→ **Exercise prompt**: Please copy out the satellite orbit page below word for word, from "Width of field" to "of the globe?".

== Page excerpt ==

Satellite orbits lie in planes that bisect the orbited body. If the Earth were not rotating, each orbiting satellite would pass over the same point on the Earth with each orbit, crossing the equator repeatedly at the same longitude.

Because the Earth is constantly rotating, each orbital pass of the satellite (as indicated by the model described in this activity) appears to be to the west of the previous one. In reality, the Earth is rotating eastward as the orbital plane remains fixed.

Students will examine the factors determining the length of a satellite's orbit around Earth

Recognize that the Earth rotates 360 degrees in 24 hours, or:

60 minutes X  24 hours =  1440 minutes 

 ---------    --------    ------------

 1 hour        1 day         1 day

Dividing 360 degrees by 1440 minutes shows that the Earth is rotating 0.25 degrees every minute. Here's the math:

360 degrees =  .25 degrees

-----------    -----------

1440 minutes    1 minute

The satellites that we will want to track travel around the Earth in approximately 102 minutes. Thus, we can see that if the satellite crossed the equator at 0 degrees longitude on one orbit, it would cross over 25.5 degrees longitude 102 minutes later.

25 degrees = 25.5 degrees

----------   ------------

1 minute     102 minutes

The extremely large size of the Earth in relation to the very modest thickness of the atmosphere leads to frequent, intentional distortions of scale in map projections. Constructing a true scale physical model of an orbiting satellite's path will lay the groundwork for insights into geographical configurations on a three-dimensional sphere, and the physical characteristics of the satellite's orbit.

Given the following information answer the questions that follow.

If you are tracking the NOAA series of weather satellites, the following figures will be a close approximation.

     			            Km.        Miles

Mean orbital altitude       860         534

Width of field of view      2900       1800

Orbital period...102 minutes

Determine the scale of your globe by measuring either its diameter or circumference and comparing that to the Earth's actual diameter or circumference.

What follows is a series of questions to test for understanding. The answers to each question follow on an accompanying page.


  1. What is the Earth's diameter? What is the diameter of the globe?
  2. What is the ratio of the model diameter compared to the Earth's diameter? This is your scale measure.

Using a piece of wire (#10 works well), position the wire in such a way as to center the wire over your location on the globe. For our location here in Maine, the wire should cross the equator at approximately 60 degrees west longitude, and continue up to the left of the north pole by about 8 degrees. Experiment with different ways of supporting the wire slightly above the globe. With our globe, we were able to rig a support from the globe support bar already in place. The height of the globe support bar was almost at the exact height as our orbital plane, which we will be discussing shortly. The globe should be able to rotate under the wire. You may want to add a piece of plastic transparency material to the wire. This will represent the width of the Earth that the satellite will image on a typical pass. Because this width is approximately 1800 miles, the scale plastic strip will be approximately 2.5" wide.

  1. Just how high should we position the piece of wire above the globe?

On a large sheet of paper, draw a circle of the same diameter as your globe.

===
== Data entries ==

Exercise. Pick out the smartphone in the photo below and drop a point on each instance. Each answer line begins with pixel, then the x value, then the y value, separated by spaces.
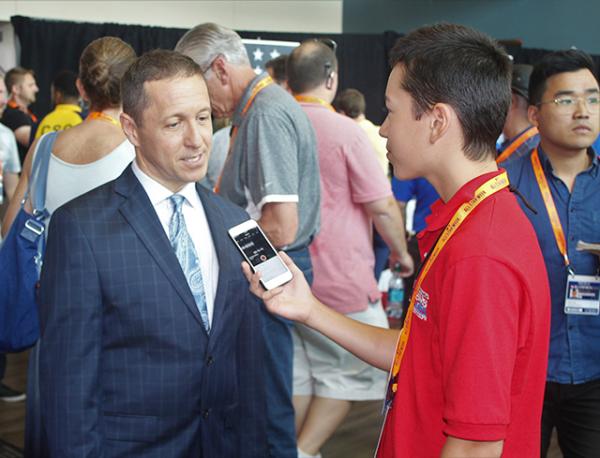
pixel 260 254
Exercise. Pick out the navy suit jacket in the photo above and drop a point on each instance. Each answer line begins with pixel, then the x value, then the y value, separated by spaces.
pixel 126 366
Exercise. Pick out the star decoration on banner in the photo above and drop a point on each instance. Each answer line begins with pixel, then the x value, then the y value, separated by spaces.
pixel 261 51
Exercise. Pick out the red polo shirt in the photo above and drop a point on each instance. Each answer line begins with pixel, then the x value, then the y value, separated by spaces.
pixel 475 364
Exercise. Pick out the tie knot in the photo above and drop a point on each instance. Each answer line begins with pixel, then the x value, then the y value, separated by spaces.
pixel 177 200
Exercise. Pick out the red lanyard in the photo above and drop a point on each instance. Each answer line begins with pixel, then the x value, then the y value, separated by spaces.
pixel 510 149
pixel 259 87
pixel 489 188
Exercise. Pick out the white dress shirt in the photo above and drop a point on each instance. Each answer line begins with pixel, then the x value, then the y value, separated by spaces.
pixel 196 224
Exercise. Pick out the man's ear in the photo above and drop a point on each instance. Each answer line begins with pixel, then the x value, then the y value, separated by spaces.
pixel 532 114
pixel 221 70
pixel 130 129
pixel 330 81
pixel 440 118
pixel 81 90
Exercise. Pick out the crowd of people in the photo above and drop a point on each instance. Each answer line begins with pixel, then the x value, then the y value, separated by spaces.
pixel 153 344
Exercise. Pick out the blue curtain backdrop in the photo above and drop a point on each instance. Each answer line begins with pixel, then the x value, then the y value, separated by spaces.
pixel 50 46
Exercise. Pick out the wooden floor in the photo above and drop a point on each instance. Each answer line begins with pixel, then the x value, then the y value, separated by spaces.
pixel 356 437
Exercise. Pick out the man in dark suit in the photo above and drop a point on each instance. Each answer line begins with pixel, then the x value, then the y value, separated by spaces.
pixel 151 344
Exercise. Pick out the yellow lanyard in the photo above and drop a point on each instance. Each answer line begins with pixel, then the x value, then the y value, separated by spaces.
pixel 489 188
pixel 510 149
pixel 259 87
pixel 312 99
pixel 103 117
pixel 540 177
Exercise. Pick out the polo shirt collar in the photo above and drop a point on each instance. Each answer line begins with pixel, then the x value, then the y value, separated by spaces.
pixel 441 212
pixel 592 169
pixel 237 117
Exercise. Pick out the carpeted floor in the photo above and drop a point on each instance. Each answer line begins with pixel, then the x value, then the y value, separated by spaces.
pixel 9 451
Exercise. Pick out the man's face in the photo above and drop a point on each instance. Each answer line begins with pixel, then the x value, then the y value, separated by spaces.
pixel 173 142
pixel 406 136
pixel 27 89
pixel 3 96
pixel 568 128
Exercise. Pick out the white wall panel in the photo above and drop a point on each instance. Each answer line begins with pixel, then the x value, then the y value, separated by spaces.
pixel 323 16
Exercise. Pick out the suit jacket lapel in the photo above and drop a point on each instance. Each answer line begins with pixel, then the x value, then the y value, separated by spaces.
pixel 140 214
pixel 222 244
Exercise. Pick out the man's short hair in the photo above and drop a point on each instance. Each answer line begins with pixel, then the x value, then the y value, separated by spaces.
pixel 464 68
pixel 520 79
pixel 279 68
pixel 553 63
pixel 154 65
pixel 15 77
pixel 64 82
pixel 205 42
pixel 351 102
pixel 309 65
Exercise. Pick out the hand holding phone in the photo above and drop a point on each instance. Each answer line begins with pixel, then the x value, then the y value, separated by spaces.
pixel 293 301
pixel 260 254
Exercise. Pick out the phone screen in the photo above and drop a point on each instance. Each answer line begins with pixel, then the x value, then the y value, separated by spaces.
pixel 260 254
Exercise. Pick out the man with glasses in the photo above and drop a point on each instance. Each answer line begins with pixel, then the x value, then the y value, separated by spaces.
pixel 271 171
pixel 561 180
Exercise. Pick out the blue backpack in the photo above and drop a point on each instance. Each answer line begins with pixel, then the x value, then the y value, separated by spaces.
pixel 21 255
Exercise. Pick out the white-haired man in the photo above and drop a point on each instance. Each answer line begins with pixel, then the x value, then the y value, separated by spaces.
pixel 272 171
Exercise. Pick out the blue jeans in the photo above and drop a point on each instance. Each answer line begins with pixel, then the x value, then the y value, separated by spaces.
pixel 382 253
pixel 279 349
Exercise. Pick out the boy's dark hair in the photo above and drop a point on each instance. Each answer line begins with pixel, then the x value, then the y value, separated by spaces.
pixel 309 65
pixel 155 65
pixel 64 82
pixel 464 68
pixel 553 63
pixel 351 102
pixel 279 67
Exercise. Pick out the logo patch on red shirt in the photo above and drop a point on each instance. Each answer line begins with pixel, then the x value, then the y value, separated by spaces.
pixel 420 308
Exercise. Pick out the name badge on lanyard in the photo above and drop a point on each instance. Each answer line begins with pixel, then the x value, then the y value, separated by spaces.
pixel 583 295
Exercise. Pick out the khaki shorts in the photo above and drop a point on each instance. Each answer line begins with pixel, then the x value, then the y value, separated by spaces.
pixel 324 369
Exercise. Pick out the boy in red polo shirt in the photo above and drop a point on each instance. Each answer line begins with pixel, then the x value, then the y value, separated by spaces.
pixel 468 371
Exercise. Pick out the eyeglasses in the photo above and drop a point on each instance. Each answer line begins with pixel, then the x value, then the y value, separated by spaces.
pixel 567 103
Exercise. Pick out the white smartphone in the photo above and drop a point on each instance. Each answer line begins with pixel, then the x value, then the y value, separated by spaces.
pixel 260 254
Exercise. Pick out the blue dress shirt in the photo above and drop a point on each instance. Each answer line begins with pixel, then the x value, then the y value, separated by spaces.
pixel 419 189
pixel 574 339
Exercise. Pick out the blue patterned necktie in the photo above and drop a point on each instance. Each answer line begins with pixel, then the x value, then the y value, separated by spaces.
pixel 186 254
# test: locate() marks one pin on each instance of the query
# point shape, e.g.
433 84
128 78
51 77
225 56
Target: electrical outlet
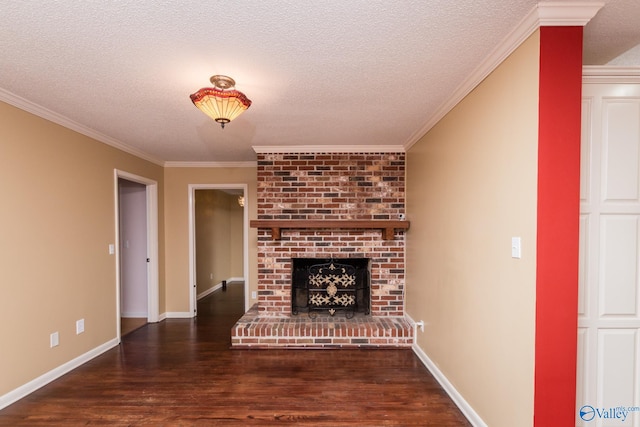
79 326
54 340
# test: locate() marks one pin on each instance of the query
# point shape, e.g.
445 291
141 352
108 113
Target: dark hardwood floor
182 372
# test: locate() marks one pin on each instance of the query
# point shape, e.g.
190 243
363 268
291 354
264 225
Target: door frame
151 191
193 303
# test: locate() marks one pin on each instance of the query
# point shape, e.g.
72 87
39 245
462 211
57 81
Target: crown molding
610 74
328 149
45 113
543 14
252 164
567 13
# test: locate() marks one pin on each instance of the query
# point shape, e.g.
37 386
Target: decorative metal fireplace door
332 287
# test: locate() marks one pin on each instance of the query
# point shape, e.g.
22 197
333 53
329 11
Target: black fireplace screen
331 285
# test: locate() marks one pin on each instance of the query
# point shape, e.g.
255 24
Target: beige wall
177 181
219 231
471 186
57 219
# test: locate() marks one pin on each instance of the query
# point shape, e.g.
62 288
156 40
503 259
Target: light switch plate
516 247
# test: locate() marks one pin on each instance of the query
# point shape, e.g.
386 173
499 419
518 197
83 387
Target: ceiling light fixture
222 102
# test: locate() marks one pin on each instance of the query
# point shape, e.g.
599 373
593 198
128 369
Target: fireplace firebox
330 285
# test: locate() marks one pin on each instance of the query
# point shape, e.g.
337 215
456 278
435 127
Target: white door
608 376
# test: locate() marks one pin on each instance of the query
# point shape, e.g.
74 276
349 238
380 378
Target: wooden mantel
388 227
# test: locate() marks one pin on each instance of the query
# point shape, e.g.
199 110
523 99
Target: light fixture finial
222 102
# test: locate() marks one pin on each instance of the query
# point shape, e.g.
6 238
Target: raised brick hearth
346 186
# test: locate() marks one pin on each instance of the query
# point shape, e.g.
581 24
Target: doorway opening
136 251
218 239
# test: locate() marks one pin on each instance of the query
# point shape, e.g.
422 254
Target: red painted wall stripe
558 226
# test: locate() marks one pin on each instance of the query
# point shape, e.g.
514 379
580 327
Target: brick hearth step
324 331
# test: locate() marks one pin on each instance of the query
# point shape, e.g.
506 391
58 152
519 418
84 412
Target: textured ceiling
339 73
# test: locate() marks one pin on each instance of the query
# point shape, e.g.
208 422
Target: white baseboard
42 380
177 315
457 398
135 315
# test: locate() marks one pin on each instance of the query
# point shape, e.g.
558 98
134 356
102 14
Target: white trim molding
45 113
543 14
567 13
466 409
54 374
329 149
251 164
610 74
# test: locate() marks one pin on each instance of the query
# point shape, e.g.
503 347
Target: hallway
182 372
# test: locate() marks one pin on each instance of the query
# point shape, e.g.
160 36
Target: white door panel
609 292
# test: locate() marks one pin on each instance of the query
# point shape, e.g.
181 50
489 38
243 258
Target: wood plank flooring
182 372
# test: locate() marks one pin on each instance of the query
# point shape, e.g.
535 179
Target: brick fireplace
328 206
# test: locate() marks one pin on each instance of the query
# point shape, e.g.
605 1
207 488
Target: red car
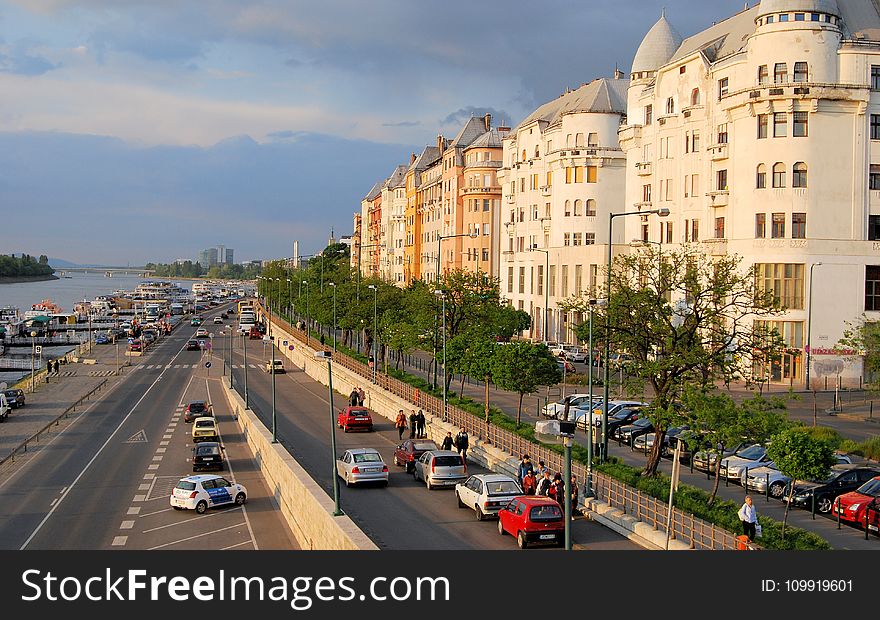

===

→ **Answer**:
Width of field of view      2900       1800

Orbital period...102 minutes

Determine the scale of your globe by measuring either its diameter or circumference and comparing that to the Earth's actual diameter or circumference.

What follows is a series of questions to test for understanding. The answers to each question follow on an accompanying page.


  1. What is the Earth's diameter? What is the diameter of the globe?